Work instructions:
Find each line in the listing below that contains the string "Target" and copy those lines. Case counts when matching.

(Dataset records)
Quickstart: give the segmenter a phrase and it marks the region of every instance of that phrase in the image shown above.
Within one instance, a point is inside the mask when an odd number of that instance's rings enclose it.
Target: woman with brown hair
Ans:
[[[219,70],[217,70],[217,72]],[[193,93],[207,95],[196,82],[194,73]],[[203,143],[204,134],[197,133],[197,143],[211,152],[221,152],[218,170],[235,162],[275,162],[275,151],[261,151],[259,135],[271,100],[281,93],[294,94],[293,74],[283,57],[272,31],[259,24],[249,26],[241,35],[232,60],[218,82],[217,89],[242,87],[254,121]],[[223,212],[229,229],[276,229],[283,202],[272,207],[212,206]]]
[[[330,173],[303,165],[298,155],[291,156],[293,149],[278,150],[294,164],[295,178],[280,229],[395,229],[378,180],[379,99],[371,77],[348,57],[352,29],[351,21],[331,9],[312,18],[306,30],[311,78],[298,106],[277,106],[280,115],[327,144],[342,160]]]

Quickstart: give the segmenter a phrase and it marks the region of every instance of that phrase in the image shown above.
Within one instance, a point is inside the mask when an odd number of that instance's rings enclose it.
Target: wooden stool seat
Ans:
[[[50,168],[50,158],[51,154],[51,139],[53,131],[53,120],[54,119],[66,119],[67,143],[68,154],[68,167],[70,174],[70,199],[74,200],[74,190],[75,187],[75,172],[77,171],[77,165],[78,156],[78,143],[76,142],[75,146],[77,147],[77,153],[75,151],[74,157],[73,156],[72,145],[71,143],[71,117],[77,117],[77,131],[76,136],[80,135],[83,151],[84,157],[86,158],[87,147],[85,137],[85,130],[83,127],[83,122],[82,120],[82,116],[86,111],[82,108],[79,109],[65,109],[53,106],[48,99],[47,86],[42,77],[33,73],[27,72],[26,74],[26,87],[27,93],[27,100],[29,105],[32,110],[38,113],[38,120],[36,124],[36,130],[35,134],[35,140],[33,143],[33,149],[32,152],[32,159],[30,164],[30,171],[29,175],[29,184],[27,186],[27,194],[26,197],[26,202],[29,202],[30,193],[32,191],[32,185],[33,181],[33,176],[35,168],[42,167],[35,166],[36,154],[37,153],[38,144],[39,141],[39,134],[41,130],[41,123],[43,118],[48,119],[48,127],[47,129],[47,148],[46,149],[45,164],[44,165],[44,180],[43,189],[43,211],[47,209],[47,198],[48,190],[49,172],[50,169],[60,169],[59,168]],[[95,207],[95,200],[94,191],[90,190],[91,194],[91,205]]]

Exercise result:
Target: woman with brown hair
Target: wooden stool seat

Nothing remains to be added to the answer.